İstanbul Üniversitesi mezunu olan İstanbul Büyükşehir Belediye (İBB) Başkanı Ekrem İmamoğlu'nun diplomasıyla ilgili bazı iddialar sosyal medyada gündeme getirilmişti. O iddialar üzerine de İmamoğlu'nun diplomasını paylaşan danışmanı Murat Ongun, "İBB Başkanı Ekrem İmamoğlu’nun lisans (üniversite) diploması üzerinden polemik çıkartmaya çalışanlar için ayrıca yüksek lisans belgesini de bilgi için sunarız" ifadesini kullanmıştı.
Son aylarda hakkında yeni davalar, soruşturmalar başlatılan Ekrem İmamoğlu hakkında bu kez üniversite diplomasıyla ilgili soruşturma başlatıldı.
İddialar ve yanıtlar zaman zaman devam ederken, İstanbul Cumhuriyet Başsavcılığının 'ihbarlar' üzerine soruşturma başlattığı öğrenildi.
Soruşturmanın, 'Yüksek Öğrenim Kurulunca hazırlanan rapor ile ilgili İmamoğlu'nun diplomasının sahteliğine ilişkin tespitlerin yer alması' üzerine başlatıldığı ileri sürüldü. Türk Ceza Kanunu'nun 204 (resmi belgede sahtecilik) ve diğer maddelerinde belirtilen suçlama kapsamında, ifadesi alınmak üzere İstanbul Cumhuriyet Başsavcılığı'na 26 Şubat 2025 tarihinde ifade vermesi için çağrı kâğıdı ile davet edildiği belirtiliyordu.
Ayrıca İmamoğlu’nun üniversite diploması hakkında başlatılan soruşturmanın ardından sosyal medyada dolaşıma giren İBB Başkanı'nın diplomasını YÖK'ün iptal ettiği iddialarına ilişkin CHP'den yalanlama gelmişti.
Soruşturma kapsamında İmamoğlu'nun ifade vermesi gereken 26 Şubat 2025 tarihi kamu görevi nedeniyle ifade veremeyeceğini belirtmesi ve mazeret dilekçesi sunması üzerine değiştirildi.
Ekrem İmamoğlu, bugün 'Resmi belgede sahtecilik' suçlamasıyla Çağlayan'daki İstanbul Adalet Sarayı'nda ifade verdi.

::::::

Alıştırmanın istedikleri →
1. İmamoğlu'nun diplomasına ilişkin metindeki "Ekrem İmamoğlu, bugün 'Resmi belgede sahtecilik' suçlamasıyla Çağlayan'daki İstanbul Adalet Sarayı'nda ifade verdi." cümlesini İngilizceye çevirin.
2. İmamoğlu'nun diploması hakkındaki soruşturmayı anlatan metni, son cümlesinin ardından sürdürün.
Aşağıdaki satırların bu metinle hiçbir bağlantısı yoktur.

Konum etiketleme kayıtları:
::::::

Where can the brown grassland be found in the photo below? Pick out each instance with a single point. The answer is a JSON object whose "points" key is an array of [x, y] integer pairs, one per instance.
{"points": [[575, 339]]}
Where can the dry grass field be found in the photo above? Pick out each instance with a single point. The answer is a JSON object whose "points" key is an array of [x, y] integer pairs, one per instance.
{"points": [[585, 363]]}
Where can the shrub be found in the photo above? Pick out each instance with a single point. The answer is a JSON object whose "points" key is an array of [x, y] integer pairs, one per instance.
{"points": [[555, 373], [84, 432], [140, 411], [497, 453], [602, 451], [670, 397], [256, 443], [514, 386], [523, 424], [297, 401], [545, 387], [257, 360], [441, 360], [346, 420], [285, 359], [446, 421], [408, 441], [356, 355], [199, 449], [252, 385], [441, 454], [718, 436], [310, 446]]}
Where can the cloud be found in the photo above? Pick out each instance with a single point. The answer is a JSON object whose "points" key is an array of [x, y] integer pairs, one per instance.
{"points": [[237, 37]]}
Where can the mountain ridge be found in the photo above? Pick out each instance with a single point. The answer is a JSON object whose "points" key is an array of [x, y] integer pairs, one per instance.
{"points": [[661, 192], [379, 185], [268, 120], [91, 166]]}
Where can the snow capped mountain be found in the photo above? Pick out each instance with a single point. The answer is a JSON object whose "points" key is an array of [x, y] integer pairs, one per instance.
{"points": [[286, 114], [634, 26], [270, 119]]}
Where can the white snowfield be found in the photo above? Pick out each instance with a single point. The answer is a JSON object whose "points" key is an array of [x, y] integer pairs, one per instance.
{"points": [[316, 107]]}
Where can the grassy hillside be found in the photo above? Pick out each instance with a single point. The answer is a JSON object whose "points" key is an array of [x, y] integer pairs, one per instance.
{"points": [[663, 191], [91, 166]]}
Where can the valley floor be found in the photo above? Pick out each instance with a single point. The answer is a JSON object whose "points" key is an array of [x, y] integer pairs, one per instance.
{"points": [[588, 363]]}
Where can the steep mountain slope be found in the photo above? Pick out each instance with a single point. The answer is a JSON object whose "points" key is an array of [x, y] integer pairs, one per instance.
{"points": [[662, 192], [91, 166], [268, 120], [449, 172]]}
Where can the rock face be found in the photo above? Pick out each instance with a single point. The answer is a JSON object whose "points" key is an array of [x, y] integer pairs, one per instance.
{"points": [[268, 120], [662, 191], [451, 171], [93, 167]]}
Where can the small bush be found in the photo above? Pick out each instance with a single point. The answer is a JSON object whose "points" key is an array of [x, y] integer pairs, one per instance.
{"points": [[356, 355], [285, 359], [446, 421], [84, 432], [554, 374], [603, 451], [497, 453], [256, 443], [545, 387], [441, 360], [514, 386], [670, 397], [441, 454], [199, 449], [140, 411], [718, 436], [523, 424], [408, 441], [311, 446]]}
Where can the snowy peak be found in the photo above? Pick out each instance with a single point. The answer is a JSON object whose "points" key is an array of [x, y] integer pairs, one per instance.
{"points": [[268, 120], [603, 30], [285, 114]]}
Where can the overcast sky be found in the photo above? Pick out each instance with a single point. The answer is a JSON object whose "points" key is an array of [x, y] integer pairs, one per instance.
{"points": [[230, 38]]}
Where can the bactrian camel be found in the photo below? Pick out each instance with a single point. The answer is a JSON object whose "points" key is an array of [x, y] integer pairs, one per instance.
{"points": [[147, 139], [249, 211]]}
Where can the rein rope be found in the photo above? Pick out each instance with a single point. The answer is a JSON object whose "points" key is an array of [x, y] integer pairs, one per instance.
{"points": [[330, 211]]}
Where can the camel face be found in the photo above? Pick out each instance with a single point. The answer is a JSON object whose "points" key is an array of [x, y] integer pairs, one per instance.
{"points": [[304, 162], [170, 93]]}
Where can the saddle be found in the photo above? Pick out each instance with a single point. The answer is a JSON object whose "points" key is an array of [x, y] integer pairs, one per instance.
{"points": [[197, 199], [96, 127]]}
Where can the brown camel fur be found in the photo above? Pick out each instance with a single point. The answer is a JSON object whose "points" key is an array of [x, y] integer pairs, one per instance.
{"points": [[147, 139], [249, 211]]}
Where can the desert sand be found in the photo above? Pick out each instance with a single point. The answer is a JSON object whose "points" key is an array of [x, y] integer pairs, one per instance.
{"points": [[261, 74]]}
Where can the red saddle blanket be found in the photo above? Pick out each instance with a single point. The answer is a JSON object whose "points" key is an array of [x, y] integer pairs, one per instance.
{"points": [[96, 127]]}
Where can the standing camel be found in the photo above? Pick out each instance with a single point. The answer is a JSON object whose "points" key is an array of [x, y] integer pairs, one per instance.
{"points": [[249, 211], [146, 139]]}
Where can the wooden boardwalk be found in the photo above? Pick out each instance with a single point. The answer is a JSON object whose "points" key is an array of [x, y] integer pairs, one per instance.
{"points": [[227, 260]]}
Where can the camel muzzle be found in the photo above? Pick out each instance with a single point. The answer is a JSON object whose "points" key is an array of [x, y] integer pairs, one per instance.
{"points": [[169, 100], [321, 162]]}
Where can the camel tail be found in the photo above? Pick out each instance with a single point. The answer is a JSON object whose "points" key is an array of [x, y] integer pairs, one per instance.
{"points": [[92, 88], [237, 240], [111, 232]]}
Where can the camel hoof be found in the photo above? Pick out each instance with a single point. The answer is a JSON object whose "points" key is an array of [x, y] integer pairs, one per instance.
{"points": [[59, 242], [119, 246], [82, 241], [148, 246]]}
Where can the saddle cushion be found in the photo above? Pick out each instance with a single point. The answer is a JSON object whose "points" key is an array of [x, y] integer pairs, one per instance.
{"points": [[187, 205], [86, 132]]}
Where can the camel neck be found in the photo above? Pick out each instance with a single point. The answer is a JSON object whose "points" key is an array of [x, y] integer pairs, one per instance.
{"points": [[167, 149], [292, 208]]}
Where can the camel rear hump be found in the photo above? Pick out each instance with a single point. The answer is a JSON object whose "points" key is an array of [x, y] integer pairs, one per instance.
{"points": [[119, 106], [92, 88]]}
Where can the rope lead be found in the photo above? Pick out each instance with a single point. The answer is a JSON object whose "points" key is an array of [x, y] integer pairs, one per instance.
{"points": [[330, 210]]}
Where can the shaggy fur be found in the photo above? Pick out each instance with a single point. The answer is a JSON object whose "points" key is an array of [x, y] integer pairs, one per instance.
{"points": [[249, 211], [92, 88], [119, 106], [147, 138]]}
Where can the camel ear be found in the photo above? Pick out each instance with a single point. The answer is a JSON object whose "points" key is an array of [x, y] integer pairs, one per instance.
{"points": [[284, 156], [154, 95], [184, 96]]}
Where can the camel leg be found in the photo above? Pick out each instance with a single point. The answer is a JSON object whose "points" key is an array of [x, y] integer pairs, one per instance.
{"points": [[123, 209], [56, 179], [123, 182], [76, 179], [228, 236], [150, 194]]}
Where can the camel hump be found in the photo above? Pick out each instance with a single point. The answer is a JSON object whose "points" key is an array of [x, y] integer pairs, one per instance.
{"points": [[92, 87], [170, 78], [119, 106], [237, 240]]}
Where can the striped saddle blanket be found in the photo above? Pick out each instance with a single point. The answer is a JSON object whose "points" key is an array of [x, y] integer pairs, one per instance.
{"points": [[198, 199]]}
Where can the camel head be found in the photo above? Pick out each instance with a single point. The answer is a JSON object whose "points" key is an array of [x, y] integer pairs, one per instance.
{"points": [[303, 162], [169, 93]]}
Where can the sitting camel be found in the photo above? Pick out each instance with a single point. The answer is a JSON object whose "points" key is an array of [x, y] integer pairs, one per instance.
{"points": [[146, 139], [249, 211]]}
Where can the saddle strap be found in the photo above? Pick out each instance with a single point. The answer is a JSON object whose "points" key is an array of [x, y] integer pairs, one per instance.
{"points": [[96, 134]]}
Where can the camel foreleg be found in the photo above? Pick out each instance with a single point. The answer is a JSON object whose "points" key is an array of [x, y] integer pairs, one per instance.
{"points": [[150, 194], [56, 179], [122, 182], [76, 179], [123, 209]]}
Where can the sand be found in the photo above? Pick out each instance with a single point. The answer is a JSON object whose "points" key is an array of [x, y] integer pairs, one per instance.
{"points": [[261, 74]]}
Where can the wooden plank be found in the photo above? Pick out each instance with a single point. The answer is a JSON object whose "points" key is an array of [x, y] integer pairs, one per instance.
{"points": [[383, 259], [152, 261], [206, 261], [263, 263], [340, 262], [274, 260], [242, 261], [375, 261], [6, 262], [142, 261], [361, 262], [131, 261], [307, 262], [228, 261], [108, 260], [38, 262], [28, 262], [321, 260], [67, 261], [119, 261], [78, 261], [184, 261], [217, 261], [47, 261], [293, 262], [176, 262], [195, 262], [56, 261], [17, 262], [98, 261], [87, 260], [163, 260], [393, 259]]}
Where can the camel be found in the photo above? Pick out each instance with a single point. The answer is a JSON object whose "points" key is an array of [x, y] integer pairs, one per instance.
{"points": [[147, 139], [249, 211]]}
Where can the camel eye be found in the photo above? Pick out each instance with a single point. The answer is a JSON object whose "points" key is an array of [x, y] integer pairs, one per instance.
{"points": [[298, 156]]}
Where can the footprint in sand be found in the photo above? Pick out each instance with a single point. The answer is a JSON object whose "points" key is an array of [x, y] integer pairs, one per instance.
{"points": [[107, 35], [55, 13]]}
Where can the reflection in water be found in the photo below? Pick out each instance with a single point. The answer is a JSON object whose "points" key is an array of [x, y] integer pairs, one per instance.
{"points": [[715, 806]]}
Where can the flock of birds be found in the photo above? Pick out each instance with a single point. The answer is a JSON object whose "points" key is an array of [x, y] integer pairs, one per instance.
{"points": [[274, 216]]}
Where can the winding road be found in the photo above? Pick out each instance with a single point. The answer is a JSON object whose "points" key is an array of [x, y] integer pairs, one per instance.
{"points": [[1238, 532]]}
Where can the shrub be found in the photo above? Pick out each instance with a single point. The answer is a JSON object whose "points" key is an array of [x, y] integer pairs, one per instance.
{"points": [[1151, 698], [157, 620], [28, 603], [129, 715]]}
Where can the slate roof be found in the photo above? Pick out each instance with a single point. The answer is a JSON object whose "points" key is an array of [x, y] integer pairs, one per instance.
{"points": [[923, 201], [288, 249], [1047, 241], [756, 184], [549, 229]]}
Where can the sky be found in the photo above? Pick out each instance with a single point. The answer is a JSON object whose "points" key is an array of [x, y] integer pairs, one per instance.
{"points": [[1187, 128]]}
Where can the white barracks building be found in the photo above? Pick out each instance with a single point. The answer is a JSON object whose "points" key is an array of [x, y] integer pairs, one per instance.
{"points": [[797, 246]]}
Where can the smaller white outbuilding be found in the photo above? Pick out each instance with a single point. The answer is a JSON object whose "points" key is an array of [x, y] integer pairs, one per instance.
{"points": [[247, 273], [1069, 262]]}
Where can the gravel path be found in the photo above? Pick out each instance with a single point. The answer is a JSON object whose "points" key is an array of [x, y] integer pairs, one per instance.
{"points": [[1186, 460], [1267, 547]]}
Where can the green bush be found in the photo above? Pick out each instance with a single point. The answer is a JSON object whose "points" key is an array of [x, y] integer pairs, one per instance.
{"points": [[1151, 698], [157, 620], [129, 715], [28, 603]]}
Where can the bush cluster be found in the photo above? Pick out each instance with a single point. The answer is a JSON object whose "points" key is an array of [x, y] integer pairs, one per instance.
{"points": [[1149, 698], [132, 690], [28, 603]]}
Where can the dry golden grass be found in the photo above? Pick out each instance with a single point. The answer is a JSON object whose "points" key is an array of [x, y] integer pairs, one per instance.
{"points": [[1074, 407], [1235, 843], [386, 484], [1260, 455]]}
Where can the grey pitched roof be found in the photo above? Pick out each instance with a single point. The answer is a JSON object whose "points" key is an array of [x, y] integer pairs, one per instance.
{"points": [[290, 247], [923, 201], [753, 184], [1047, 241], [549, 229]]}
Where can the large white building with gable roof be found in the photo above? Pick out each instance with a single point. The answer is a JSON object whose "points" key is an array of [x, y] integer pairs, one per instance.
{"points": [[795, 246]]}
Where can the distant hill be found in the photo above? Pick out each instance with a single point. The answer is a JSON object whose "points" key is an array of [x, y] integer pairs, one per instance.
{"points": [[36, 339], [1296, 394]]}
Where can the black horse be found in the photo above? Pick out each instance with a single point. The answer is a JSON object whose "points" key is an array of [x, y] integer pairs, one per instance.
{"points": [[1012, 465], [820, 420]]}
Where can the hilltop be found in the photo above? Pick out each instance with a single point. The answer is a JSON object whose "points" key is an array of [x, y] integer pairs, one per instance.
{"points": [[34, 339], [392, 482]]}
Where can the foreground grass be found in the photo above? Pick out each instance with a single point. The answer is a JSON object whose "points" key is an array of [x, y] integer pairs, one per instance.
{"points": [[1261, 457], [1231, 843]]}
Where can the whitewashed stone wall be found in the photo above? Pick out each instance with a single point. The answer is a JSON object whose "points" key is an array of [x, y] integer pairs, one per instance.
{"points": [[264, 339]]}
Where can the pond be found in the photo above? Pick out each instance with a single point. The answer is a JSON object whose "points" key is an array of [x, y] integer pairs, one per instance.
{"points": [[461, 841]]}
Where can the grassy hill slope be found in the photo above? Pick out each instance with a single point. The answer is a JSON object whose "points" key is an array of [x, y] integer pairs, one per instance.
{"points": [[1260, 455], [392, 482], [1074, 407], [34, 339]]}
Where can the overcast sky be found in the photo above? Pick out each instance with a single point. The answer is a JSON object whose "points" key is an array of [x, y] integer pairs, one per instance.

::::::

Yanıtlar →
1. Ekrem İmamoğlu testified today at the Istanbul Courthouse in Çağlayan on the charge of "forgery of an official document."

2.
İmamoğlu hakkındaki diğer davalar neler?
Ekrem İmamoğlu hakkında, İstanbul Cumhuriyet Başsavcısı Akın Gürlek ile ilgili sözleri nedeniyle de soruşturma başlatılmıştı.
Soruşturma kapsamında kabul edilen iddianamede İmamoğlu "kamu görevlisine karşı görevinden dolayı alenen hakaret", "tehdit" ve "terörle mücadelede görev almış kişileri hedef göstermekle" suçlanıyor ve 7 yıl 4 aya kadar hapisle cezalandırılması ve siyasi yasak talep ediliyor. Davanın ilk duruşması 11 Nisan'da görülecek.
İmamoğlu hakkında, CHP davalarında yer aldığını söylediği bilirkişi hakkındaki sözleri nedeniyle açılan başka bir soruşturmada da "yargı görevi yapanı, bilirkişiyi veya tanığı etkilemeye teşebbüs" suçlamasıyla da 4 yıla kadar hapis cezası ve siyasi yasak istendi.
Ayrıca kamuoyunda "ahmak davası" olarak bilinen ve 2019'a kadar uzanan davanın yanı sıra, Beylikdüzü Belediye Başkanlığı (2014-2019) dönemindeki bir ihale nedeniyle açılan bir dava ve Kasım 2024'te İBB'nin bazı etkinliklerde usulsüz harcama yapılarak kamu zararına yol açıldığı iddialarına ilişkin başlatılan bir soruşturma da var.